## Objetivo do exercício
Indique se cada afirmação abaixo concorda com o texto sobre Thor: Ragnarok, respondendo sim ou não e citando literalmente as palavras do texto que decidem a questão. 1. O curta Team Thor foi dirigido por Taika Watiti. 2. Ao retornar para Asgard, Thor encontra Odin governando. 3. Hela é a irmã mais nova de Thor.

Thor: Ragnarok – Mais Estranho, Mais Divertido, Mais do Mesmo.

Não passou despercebido entre os fãs da Marvel o pequeno curta Team Thor (partes 1 e 2), contando as, ahn, peripécias de Thor (Chris Hemsworth) durante os eventos de Capitão América: Guerra Civil. No fim das contas, enquanto Capitão América e Homem de Ferro formavam times e destruíam o aeroporto Leipzig/Halle, Thor preferiu ficar de fora e relaxar um pouco na Austrália com seu colega de quarto Darryl, investigando as pistas sobre as Jóias do Infinito.

O curta foi escrito e dirigido pelo neozelandês Taika Watiti, o mesmo das celebradas comédias cult (e estranhas) A Incrível Aventura de Rick Baker (2016) e O Que Fazemos nas Sombras (2014), durante as filmagens do recém lançado Thor: Ragnarok (2017).  Assim, não é surpresa alguma que o último lançamento da Marvel carregue algumas marcas da originalidade e estranheza de seu diretor, com momentos de brilhantismo visual e cômico, embora, tristemente, mantenha ainda um pé firme no mesmo tom dos demais filmes da franquia.

Cavalgada das Valquírias: Wagner pira. (Nota: o nível intelectual desta piada surpassa em muito o nível do autor)

Aparentemente, além de curtir as praias, incomodar Darryl com aluguel e aproveitar os incentivos fiscais para filmar na Austrália, Thor também aproveitou os últimos anos para varrer a galáxia em busca das Jóias do Infinito ainda desaparecidas, sem sucesso. Ao retornar para Asgard, encontra seu irmão Loki (Tom Hiddleston) governando em bonança e mantendo seu pai em exílio – Odin (Anthony Hopkins) encontra-se na Noruega, em seus últimos momentos de vida.

Este é o início do crepúsculo dos deuses (há!) na mitologia nórdica, ou o Ragnarök, uma batalha épica e uma sequência de tragédias que levarão à destruição do mundo como o conhecemos. E é mais ou menos isso que irá acontecer aqui: a morte de Odin é o prenúncio do retorno de Hela (Cate Blanchett), deusa da morte e irmã mais velha de Thor. Extremamente mais poderosa que Thor e Loki, Hela destrói facilmente Mjolnir (o martelo de Thor, a princípio indestrutível) e segue para Asgard para ocupar o trono e eliminar qualquer oposição. Enquanto Thor e Loki, bem…

Thor e Loki se aventuram na parte estranha do filme, no melhor sentido da palavra. Em um planeta onde coisas desaparecidas aparecem (imagino um continente de guarda-chuvas e tampas de canetas Bic em algum lugar), Thor é imediatamente capturado por uma Valquíria (Tessa Thompson) em exílio e vendido para o torneio de gladiadores do Grão-Mestre do planeta (Jeff Goldblum), onde em sua primeira luta ele enfrentará… o Incrível Hulk. (Nota: se está no trailer, não é spoiler).

## Conjunto de dados

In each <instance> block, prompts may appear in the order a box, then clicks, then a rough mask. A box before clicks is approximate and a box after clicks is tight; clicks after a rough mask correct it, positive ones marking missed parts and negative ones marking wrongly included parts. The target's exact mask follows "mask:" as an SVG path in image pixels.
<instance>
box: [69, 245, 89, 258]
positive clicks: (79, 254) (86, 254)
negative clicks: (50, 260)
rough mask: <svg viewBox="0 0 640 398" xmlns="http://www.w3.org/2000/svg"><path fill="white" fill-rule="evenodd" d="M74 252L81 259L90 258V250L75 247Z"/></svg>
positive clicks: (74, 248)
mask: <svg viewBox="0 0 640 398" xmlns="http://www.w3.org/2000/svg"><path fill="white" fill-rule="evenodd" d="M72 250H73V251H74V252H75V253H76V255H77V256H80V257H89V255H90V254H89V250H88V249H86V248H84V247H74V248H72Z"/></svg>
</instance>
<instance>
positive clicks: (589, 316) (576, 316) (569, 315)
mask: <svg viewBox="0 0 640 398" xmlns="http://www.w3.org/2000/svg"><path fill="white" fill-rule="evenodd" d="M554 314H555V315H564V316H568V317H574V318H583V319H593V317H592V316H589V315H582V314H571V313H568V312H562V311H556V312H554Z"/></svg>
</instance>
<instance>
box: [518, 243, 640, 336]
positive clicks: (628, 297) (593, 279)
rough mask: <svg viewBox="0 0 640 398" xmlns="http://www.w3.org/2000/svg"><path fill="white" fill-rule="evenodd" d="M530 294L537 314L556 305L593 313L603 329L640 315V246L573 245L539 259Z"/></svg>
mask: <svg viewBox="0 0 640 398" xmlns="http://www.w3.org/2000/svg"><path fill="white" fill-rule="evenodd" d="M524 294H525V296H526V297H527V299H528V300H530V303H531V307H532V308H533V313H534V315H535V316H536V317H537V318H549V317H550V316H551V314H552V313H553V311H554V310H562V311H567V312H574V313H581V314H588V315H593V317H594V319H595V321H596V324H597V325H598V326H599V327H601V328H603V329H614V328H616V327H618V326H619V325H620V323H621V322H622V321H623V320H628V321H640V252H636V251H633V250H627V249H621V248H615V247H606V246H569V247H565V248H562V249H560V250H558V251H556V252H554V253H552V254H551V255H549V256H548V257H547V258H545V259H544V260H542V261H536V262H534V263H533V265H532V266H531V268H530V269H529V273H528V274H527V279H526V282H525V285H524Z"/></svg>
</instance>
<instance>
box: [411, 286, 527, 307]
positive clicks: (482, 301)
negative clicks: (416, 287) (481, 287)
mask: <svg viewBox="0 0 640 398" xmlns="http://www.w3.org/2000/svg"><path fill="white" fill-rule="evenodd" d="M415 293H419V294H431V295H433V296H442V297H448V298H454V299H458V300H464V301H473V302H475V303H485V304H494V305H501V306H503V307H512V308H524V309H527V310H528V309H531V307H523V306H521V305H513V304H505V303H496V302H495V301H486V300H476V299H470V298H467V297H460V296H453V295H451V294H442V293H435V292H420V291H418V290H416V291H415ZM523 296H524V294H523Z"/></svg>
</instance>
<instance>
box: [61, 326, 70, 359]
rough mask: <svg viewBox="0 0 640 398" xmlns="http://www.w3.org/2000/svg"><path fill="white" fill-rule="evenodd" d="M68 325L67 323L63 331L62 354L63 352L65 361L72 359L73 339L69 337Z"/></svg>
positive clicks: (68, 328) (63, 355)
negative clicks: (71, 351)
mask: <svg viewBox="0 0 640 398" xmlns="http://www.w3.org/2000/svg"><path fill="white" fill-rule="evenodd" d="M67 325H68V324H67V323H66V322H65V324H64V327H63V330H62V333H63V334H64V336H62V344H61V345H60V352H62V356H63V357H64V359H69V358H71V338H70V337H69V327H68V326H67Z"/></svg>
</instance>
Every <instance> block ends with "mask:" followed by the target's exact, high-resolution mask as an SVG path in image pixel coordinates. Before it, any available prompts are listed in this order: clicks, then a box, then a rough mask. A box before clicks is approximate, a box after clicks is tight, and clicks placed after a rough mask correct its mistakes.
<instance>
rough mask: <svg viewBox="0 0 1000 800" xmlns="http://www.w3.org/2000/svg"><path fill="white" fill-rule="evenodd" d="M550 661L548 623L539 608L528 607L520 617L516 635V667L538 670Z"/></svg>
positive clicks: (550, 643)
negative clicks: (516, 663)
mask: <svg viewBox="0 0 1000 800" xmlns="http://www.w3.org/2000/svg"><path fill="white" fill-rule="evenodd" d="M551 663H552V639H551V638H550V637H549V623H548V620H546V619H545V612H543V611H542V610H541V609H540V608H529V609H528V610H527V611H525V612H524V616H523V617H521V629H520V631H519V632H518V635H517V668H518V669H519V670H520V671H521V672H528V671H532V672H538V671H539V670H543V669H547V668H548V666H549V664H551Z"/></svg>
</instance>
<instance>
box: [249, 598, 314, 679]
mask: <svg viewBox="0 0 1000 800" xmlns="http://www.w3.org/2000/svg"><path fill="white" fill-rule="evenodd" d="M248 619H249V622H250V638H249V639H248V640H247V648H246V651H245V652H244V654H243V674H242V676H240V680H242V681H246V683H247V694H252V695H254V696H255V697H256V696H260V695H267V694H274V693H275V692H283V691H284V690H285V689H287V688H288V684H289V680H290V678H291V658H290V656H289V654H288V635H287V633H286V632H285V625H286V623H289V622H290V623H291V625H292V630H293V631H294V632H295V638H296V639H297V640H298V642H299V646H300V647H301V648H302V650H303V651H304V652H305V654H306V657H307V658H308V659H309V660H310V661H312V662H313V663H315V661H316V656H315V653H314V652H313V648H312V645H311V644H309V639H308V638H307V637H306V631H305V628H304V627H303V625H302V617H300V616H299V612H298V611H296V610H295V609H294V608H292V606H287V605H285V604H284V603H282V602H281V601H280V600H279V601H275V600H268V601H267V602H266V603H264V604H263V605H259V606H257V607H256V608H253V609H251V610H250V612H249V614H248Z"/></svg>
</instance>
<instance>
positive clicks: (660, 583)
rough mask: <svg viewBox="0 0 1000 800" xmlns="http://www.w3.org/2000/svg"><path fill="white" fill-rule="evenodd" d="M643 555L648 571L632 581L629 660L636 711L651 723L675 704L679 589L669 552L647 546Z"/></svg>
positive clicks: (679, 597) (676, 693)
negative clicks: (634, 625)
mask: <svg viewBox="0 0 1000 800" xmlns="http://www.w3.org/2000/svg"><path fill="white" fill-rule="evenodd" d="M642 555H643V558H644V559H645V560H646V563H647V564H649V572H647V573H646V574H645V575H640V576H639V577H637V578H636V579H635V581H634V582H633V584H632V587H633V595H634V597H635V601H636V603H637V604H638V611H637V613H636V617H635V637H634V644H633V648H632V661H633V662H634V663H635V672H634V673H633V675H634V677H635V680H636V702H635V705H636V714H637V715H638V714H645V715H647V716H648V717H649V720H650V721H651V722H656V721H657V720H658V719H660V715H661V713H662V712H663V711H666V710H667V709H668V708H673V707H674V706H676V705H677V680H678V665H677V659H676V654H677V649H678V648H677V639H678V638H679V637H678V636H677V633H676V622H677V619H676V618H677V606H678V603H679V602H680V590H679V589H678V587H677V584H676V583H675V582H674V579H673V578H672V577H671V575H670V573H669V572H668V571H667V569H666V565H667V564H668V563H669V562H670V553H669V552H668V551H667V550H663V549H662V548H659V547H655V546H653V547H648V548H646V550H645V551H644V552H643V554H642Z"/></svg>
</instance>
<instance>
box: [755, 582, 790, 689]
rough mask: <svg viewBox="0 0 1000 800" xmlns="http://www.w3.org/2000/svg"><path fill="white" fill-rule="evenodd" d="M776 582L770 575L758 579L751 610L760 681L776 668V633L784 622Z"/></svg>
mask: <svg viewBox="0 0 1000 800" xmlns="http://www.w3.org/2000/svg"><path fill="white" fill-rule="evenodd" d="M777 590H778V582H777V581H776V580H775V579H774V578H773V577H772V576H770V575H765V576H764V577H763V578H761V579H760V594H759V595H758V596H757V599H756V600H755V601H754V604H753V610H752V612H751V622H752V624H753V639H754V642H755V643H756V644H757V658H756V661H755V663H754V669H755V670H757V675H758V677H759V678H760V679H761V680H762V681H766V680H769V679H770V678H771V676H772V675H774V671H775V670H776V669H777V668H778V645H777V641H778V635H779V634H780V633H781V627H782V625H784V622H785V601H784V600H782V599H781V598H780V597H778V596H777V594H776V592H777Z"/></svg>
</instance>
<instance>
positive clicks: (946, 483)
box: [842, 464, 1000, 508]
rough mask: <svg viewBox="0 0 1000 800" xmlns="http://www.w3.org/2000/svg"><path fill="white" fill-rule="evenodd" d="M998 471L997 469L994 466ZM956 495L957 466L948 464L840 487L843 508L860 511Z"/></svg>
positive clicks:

## Tarefa resolvida
1. Sim: "O curta foi escrito e dirigido pelo neozelandês Taika Watiti"
2. Não: "encontra seu irmão Loki (Tom Hiddleston) governando em bonança"
3. Não: "deusa da morte e irmã mais velha de Thor"